30 Minute Paleo Chicken Marsala recipe made with chicken, mushrooms, marsala wine, chicken broth and garnished with parsley. Thickened with arrowroot (or use cornstarch if you are not paleo) and you can serve it over mashed potatoes or zoodles.
What is Chicken Marsala?
Chicken Marsala is an Italian American recipe made with thinly sliced chicken and sauce containing marsala wine and mushrooms.
Most of the Chicken Marsala recipes I’ve read include chicken, marsala wine, and mushrooms but the seasonings vary depending on the recipe author so I couldn’t honestly tell you what’s authentic or not in that regard. I can promise it’s better than the Olive Garden version of Chicken Marsala!
Marsala wine comes from Italy and is one of the country’s most famous wines. Its flavor can range from sweet to dry, and it is used as a dessert wine or aperitif.
For this recipe, I sometimes buy the chicken breasts that are already cut into small thin pieces for convenience. It’s easy (and cheaper) to buy them and cut them in half yourself, but the ready cut pieces are handy to have.
In the traditional recipe the chicken cutlets are coated with flour but for my paleo version we are skipping that step and simply thickening the sauce instead as the paleo flours can be sticky and don’t coat the meat in the same way.
If you buy the type of chicken breast that is skin on and attached to the bone it works out even cheaper per lb, it’s a little more fiddly to remove the bone but totally do-able if you have enough time.
How to Make Paleo Chicken Marsala
Chicken Marsala is a classic Italian-American dish that has graced many tables in my adopted homeland, but not my own until recently!
So the first thing you need to do is make sure you have a suitable Marsala Wine (or dry sherry) for this recipe. Your sauce will only be as good as the wine that you choose, so please, never ever use cooking wines! They are heavily salted, taste nasty, and are full of preservatives which rules it out for those following the paleo diet.

------------------------

What to produce: Could you write the next part of the paleo chicken Marsala recipe text above, starting right after its warning against cooking wines?

Information supplied:
------------------------

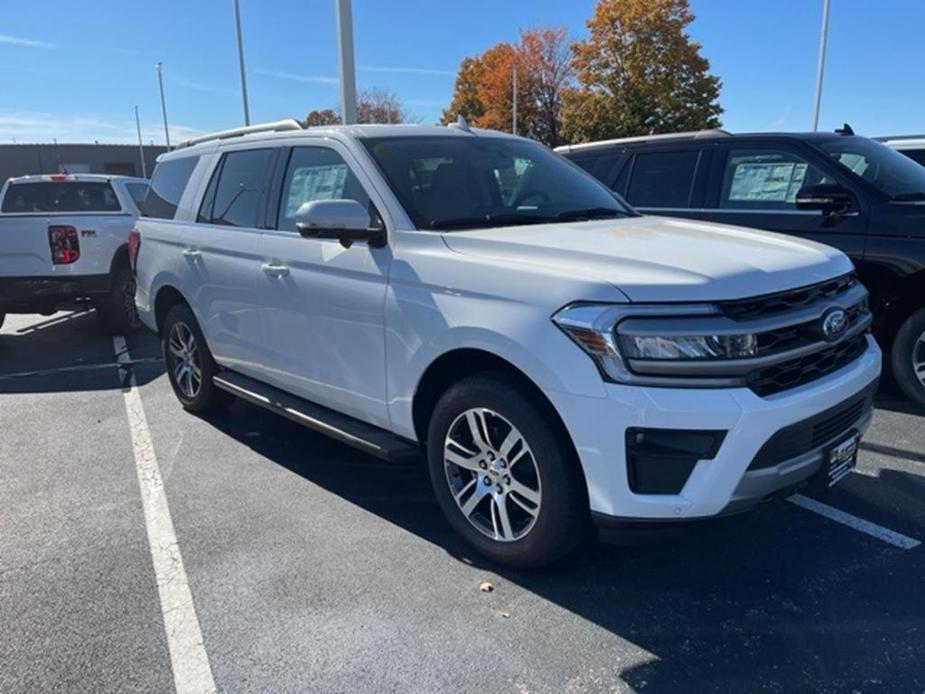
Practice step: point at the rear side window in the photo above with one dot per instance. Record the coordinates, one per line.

------------------------

Exercise output:
Using a salted cooking wine will alter the flavor of this recipe, so I would avoid it at all costs.
A good rule of thumb is, if it’s not palatable to drink then it’s not going to taste any better cooked into a sauce or gravy.
You can get relatively cheap dry sherry or real marsala wine at the liquor store and it will last a long time, the sherry is also great to use in gluten free Chinese recipes in place of Shaoxing Rice Wine, which usually contains added wheat.
The first step is to cut the chicken breasts in half lengthways to make thin fillets, they will cook much quicker this way.
Then, you need to season the chicken fillets on each side with salt and pepper and add them in batches to a medium/high cast iron skillet or non stick pan. They will take about 4 minutes per side, you don’t need to cook them through as they cook a little longer in the marsala sauce.
I use arrowroot to thicken the chicken broth before I add it to the pan with the chicken. For Paleo you can also substitute tapioca starch or potato starch to thicken the sauce instead. However the texture of the sauce can sometimes be a little gloopy, but that’s usually avoided as long as you don’t use too much.
If you are not Paleo you can substitute with cornstarch to thicken it.
Now you need to add the paleo chicken broth, marsala wine, and mushrooms to a pan with a lid and give it a good stir before you add the chicken fillets.
Then, the chicken is cooked (cover the pot) on for about 15 minutes until the sauce has thickened up. If the sauce is not thick enough for you, you can easily thicken is some more by adding a tablespoon of your starch of choice to a tablespoon of cold water and then adding it to the pan. Don’t add the starch directly to the hot sauce in the pan without dissolving it in cold water or it will be lumpy.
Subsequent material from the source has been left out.